**Task directions:** Copy the lines of the listing below, character for character, from its first line through the line that contains "negative clicks: (384, 372) (104, 390)".

**The records:**
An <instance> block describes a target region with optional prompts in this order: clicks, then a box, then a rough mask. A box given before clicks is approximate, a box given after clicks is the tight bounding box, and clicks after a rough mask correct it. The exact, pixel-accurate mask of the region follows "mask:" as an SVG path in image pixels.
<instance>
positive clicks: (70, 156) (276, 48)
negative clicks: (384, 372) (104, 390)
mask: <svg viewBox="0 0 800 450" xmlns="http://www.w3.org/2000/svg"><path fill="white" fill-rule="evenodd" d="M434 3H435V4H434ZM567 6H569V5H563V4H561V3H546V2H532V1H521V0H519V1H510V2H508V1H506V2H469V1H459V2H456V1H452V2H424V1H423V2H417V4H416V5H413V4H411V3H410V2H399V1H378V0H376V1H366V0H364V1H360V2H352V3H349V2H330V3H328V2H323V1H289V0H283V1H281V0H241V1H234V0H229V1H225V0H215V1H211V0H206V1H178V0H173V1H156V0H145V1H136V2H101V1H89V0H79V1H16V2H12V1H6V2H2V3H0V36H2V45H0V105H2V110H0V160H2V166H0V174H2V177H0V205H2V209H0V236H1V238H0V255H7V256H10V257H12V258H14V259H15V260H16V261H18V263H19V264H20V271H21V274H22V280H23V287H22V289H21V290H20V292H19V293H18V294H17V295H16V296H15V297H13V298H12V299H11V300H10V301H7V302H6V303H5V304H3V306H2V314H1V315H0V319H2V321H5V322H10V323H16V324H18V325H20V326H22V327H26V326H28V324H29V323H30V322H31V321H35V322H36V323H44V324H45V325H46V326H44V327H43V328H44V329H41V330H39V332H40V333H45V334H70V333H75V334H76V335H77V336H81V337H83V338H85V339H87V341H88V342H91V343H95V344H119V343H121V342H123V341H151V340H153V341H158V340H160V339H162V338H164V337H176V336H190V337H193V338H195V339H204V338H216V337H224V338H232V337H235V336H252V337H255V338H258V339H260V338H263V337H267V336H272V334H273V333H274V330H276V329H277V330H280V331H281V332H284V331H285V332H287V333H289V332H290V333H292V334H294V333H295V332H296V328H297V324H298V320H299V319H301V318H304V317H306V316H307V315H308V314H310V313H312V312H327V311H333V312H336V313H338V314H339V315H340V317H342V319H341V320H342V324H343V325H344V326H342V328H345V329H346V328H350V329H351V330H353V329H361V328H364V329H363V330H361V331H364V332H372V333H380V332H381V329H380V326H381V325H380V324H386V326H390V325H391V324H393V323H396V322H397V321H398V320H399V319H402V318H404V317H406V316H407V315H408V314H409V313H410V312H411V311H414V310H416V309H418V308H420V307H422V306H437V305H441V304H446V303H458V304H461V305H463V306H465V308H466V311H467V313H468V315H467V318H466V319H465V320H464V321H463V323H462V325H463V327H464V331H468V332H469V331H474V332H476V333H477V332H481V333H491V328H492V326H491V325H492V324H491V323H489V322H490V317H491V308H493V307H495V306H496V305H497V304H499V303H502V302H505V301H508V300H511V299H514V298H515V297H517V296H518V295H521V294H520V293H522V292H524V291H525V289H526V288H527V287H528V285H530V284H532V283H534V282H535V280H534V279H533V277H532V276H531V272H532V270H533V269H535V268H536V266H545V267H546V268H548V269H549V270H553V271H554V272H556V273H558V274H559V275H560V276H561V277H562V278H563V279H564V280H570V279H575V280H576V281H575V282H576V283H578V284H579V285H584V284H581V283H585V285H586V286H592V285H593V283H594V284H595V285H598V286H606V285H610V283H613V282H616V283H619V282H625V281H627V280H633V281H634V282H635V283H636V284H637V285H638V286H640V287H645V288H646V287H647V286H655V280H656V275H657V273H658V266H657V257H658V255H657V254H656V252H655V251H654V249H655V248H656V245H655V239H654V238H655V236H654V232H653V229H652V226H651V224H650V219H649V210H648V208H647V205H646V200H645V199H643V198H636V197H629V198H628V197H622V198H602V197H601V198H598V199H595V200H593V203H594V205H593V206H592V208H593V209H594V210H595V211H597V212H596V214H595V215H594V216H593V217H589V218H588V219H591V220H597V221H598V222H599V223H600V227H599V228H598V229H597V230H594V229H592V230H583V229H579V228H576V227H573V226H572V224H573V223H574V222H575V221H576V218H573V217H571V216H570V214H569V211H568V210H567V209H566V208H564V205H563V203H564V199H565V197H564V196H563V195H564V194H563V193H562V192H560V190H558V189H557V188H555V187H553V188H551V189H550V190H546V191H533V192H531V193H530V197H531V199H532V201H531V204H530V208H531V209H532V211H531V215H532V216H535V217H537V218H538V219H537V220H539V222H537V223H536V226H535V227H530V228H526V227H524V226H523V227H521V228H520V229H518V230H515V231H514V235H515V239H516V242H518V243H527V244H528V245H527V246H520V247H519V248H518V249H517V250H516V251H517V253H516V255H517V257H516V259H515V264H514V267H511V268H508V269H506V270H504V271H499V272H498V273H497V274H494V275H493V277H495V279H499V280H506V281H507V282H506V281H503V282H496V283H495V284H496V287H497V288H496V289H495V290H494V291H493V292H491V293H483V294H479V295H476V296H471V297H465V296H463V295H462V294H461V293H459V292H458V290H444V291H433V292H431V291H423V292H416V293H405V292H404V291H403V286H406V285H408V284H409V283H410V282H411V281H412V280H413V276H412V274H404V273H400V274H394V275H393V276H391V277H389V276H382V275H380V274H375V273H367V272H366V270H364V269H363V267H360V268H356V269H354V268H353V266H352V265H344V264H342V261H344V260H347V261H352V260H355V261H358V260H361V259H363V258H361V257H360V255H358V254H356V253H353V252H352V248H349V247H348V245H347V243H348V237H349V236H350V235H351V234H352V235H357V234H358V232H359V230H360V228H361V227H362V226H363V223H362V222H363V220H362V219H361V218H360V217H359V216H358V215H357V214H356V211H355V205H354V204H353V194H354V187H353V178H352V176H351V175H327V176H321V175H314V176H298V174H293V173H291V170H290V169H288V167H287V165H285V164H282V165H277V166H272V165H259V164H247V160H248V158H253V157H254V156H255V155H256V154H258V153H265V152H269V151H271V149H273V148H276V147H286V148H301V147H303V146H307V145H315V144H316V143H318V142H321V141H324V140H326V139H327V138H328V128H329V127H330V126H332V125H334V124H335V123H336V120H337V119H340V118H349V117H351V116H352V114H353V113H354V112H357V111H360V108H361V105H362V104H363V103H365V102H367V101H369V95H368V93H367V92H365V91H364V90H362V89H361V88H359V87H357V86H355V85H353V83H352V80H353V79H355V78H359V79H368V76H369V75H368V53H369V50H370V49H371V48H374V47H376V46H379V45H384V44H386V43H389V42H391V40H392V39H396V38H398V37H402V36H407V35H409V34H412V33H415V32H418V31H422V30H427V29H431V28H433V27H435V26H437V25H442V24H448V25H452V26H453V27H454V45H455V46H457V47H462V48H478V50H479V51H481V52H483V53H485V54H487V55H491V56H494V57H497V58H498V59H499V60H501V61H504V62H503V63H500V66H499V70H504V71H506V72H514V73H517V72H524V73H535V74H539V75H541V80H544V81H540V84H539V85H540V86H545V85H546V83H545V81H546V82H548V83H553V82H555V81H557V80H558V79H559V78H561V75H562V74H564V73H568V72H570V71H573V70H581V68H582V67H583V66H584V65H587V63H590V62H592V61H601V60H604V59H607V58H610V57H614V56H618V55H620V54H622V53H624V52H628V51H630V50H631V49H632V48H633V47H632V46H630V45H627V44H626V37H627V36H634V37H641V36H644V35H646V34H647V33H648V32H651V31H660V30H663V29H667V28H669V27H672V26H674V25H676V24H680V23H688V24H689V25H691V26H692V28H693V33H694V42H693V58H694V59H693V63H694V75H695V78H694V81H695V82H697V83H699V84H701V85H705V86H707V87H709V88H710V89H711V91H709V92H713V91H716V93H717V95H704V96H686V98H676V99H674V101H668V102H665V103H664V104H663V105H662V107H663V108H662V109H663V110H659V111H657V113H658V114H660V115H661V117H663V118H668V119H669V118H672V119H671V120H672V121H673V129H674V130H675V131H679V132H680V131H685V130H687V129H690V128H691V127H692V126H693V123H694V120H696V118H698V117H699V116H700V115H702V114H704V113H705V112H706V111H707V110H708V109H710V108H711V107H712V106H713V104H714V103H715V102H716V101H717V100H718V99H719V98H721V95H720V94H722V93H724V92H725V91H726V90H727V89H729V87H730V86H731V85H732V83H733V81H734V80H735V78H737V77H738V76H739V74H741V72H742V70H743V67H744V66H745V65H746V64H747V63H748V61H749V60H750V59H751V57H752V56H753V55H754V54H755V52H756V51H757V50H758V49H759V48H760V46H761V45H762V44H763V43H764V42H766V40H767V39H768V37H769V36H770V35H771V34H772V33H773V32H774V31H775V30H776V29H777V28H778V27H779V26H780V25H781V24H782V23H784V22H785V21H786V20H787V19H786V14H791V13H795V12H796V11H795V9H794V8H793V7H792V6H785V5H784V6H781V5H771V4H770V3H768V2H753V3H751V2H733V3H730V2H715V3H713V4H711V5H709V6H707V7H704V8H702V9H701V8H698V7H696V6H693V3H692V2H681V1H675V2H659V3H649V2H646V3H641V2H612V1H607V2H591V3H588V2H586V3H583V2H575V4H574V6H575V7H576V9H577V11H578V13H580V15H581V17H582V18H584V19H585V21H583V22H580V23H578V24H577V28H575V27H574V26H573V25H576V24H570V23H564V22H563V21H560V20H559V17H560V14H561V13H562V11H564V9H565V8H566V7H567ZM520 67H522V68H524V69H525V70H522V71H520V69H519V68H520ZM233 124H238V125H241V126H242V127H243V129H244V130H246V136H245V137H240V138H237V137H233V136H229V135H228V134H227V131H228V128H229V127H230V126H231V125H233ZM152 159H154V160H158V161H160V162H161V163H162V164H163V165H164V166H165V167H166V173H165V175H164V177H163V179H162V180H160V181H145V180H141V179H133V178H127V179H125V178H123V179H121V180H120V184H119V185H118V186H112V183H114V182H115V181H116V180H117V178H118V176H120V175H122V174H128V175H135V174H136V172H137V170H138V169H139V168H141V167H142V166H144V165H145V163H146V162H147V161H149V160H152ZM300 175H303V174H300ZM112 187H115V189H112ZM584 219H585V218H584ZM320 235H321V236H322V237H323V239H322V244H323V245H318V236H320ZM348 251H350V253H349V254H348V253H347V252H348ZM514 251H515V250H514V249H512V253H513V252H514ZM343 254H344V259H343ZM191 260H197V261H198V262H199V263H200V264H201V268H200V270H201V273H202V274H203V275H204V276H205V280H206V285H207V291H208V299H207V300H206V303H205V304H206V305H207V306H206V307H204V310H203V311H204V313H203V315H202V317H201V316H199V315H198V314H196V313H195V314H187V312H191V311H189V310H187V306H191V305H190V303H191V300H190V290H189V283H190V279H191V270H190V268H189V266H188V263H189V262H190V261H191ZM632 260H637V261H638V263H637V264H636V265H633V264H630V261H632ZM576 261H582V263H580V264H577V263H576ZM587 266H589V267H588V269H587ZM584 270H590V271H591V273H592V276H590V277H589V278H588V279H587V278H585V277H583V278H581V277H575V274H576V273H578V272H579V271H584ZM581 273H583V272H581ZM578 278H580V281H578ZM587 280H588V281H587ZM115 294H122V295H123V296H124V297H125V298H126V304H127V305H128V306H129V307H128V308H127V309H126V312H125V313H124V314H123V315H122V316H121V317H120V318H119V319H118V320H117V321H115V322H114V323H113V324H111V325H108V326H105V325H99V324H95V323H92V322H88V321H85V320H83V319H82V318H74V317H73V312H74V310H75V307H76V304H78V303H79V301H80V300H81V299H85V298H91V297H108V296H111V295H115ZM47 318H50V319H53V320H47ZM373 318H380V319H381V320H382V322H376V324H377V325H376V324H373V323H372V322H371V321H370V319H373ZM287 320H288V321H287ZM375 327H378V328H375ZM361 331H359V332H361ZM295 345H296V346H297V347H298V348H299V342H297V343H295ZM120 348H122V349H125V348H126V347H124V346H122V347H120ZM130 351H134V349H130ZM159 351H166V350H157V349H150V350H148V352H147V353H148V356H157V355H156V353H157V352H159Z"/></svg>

**Output for this task:**
An <instance> block describes a target region with optional prompts in this order: clicks, then a box, then a rough mask. A box given before clicks is approximate, a box given after clicks is the tight bounding box, and clicks after a rough mask correct it. The exact, pixel-accurate mask of the region follows "mask:" as an SVG path in image pixels.
<instance>
positive clicks: (70, 156) (276, 48)
negative clicks: (384, 372) (104, 390)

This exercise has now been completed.